▶ [Task]: With nothing left out, repeat every entry exactly.

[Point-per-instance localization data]
----

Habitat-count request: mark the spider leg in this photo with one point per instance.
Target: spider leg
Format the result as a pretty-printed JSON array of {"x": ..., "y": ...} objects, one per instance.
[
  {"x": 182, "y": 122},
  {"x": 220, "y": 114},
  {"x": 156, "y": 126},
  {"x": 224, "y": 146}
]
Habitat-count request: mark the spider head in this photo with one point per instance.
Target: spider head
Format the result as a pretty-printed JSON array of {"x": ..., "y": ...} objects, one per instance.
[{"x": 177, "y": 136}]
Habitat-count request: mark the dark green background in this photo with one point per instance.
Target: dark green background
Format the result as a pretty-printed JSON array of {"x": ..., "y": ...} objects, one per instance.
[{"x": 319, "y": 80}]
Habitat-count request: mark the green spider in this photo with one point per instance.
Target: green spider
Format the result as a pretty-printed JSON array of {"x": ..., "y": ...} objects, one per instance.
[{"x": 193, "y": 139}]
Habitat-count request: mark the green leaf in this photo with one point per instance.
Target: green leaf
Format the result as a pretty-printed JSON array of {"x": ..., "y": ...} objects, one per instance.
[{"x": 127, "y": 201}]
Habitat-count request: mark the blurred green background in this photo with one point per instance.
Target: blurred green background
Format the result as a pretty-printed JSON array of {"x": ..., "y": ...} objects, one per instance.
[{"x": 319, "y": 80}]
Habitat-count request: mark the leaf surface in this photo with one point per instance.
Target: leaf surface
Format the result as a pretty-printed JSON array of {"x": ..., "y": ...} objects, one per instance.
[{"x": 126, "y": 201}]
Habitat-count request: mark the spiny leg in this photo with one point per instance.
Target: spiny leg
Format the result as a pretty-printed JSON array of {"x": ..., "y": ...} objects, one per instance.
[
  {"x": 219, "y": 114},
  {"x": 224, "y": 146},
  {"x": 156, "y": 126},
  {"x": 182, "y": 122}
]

----

▶ [Expected answer]:
Habitat-count request: mark the spider leg in this photo with one point per instance.
Target: spider leg
Format the result as a pretty-printed JSON array of {"x": ..., "y": ...} objects, one per instance.
[
  {"x": 182, "y": 122},
  {"x": 220, "y": 114},
  {"x": 156, "y": 126},
  {"x": 224, "y": 146}
]
Habitat-count request: mark the spider head in this photo with one point per instance.
Target: spider head
Format the result as a pretty-printed JSON array of {"x": ..., "y": ...} objects, one per instance.
[{"x": 177, "y": 136}]
Habitat-count request: mark the dark green background in this photo with one point per instance.
Target: dark green background
Format the result as a pretty-printed JSON array of {"x": ..., "y": ...} objects, one per instance.
[{"x": 319, "y": 80}]
Habitat-count request: mark the green spider in this photo with one point per instance.
Target: green spider
Format the result as a pretty-printed JSON array of {"x": ..., "y": ...} objects, one per instance.
[{"x": 193, "y": 139}]
Habitat-count request: mark the green leaf in this photo with one point per instance.
Target: green leaf
Format the result as a pretty-printed JSON array of {"x": ..., "y": ...} objects, one per instance.
[{"x": 127, "y": 201}]
Habitat-count request: mark the blurred green background in this photo with one point per instance.
Target: blurred green background
Format the result as a pretty-printed JSON array of {"x": ..., "y": ...} objects, one per instance.
[{"x": 319, "y": 80}]
Habitat-count request: mark the leaf surface in this photo with one point per instance.
Target: leaf surface
Format the result as a pretty-printed JSON array of {"x": ..., "y": ...} objects, one per instance.
[{"x": 126, "y": 201}]
Habitat-count request: mark the spiny leg in this photo with one point per instance.
Target: spiny leg
Format the result as a pretty-printed JSON array of {"x": ..., "y": ...} objects, one per instance.
[
  {"x": 219, "y": 114},
  {"x": 224, "y": 146},
  {"x": 156, "y": 126},
  {"x": 182, "y": 122}
]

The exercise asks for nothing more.